Activity | An exact, complete printout of the listing is wanted, minus its images.
——————
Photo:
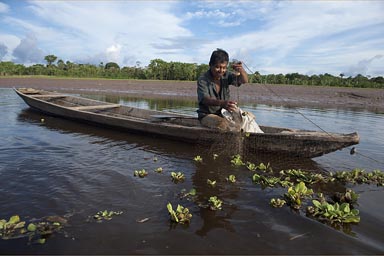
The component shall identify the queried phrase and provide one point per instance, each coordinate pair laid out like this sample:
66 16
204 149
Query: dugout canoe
285 141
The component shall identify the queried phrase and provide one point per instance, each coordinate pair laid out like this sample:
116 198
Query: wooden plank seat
48 96
106 106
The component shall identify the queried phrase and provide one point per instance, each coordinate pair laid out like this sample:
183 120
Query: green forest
161 70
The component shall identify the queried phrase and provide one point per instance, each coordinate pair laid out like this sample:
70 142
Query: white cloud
3 8
27 51
269 36
134 26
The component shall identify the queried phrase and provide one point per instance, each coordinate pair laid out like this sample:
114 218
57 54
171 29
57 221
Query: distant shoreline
279 95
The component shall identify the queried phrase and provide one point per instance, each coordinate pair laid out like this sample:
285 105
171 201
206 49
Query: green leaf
41 241
316 203
169 207
14 219
352 219
344 207
20 224
31 227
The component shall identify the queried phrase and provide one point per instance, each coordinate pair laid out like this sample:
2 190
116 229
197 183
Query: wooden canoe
285 141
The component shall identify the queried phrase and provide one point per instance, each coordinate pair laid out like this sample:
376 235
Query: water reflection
330 120
60 166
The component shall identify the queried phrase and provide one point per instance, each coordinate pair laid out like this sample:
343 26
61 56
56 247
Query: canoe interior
286 141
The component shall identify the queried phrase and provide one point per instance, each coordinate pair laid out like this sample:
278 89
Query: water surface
63 168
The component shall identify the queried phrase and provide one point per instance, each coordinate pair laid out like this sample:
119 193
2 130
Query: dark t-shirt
206 88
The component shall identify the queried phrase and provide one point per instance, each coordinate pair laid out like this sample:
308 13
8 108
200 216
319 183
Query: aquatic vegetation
359 176
212 183
159 170
348 197
231 178
37 232
180 215
304 176
12 227
265 181
236 160
251 166
106 215
215 203
277 202
341 213
296 194
140 173
263 167
177 177
198 159
191 195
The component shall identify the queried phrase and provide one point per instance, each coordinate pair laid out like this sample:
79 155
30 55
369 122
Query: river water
56 167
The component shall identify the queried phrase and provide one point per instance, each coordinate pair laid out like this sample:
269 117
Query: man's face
219 69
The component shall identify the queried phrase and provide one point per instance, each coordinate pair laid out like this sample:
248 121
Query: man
213 92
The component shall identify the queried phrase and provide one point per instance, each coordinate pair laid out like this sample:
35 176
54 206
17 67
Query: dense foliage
161 70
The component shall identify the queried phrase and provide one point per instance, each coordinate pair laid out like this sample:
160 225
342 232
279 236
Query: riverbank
278 95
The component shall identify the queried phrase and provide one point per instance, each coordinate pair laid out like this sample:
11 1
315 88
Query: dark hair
218 56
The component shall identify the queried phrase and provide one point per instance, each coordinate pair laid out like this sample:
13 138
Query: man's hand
229 105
——————
Written reply |
Photo:
The component shall identify the queried phrase and provide one point per instance, each coordinate pair laid out like this sample:
66 16
204 149
Query: dugout canoe
285 141
The component shall identify the queried phrase and provide one point per instance, each coordinate pair laid out like this sample:
116 198
Query: wooden plank seat
48 96
106 106
The component shall identify the queried phrase and provide one point per instance, each coordinate pair laid out like this sample:
183 120
Query: green forest
161 70
The component shall identify the queried phrase and provide one point per instance, each coordinate pair laid out like this sample:
70 142
Query: white cloud
3 8
27 51
269 36
134 26
The component shall identify the queried phrase and provide one point per instance, each coordinate pair laid out like this sample:
114 218
57 54
171 29
57 221
Query: distant shoreline
279 95
The component shall identify the queried phrase and provide one point per instance, each coordinate pair laid out like this sample:
285 105
171 201
206 49
Query: green leaf
41 241
316 203
169 207
14 219
352 219
344 207
20 224
31 227
The component shall identify the queried phrase and provide one point per instance, each coordinate pair laid out like this sample:
2 190
116 229
197 183
Query: wooden canoe
285 141
The component shall identify the queried phrase and provide one point per instance, each coordinate pair laid out like this sample:
376 235
Query: water reflection
330 120
60 166
The component shall identify the queried phrase and provide one point per instance, each coordinate pair laid out like this sample:
343 26
61 56
56 247
Query: canoe interior
286 141
The component shall identify the queried phrase and provide one point per instance, each coordinate pair laid out like this sample:
278 89
Query: water surface
63 168
The component shall identify the queried phrase and provide one point per instance, each coordinate pair laid out like this sample:
119 193
2 130
Query: dark t-shirt
206 88
The component shall identify the queried phrase and provide one point per instance, each coordinate pair laid out like this sample:
308 13
8 108
200 216
319 183
Query: aquatic vegetation
359 176
212 183
159 170
348 197
231 178
37 232
180 215
304 176
12 227
265 181
236 160
251 166
106 215
215 203
277 202
341 213
296 194
140 173
263 167
177 177
198 159
191 195
The component shall identify the queried phrase and provide one point per instance, each coordinate pair laid out like this sample:
79 155
30 55
369 122
Query: river water
56 167
The component shall identify the queried phrase and provide one point per instance, each coordinate pair laid out like this sample:
269 117
Query: man's face
219 69
The component shall identify the queried phrase and provide one point per instance, each coordinate pair laid out like this sample:
248 121
Query: man
213 92
The component shall identify the queried phrase and provide one point per instance, each coordinate pair laid out like this sample:
35 176
54 206
17 67
Query: dense foliage
161 70
The component shall identify the queried phrase and provide one point per instance, each coordinate pair laid out like this sample:
160 225
342 232
279 236
Query: riverbank
278 95
The component shall identify the queried phrase and provide one point per instance, each coordinate pair laid out like this sample:
11 1
315 88
Query: dark hair
218 56
The component shall identify the queried phrase and provide one point per instance, each coordinate pair laid out like this sample:
13 138
Query: man's hand
229 105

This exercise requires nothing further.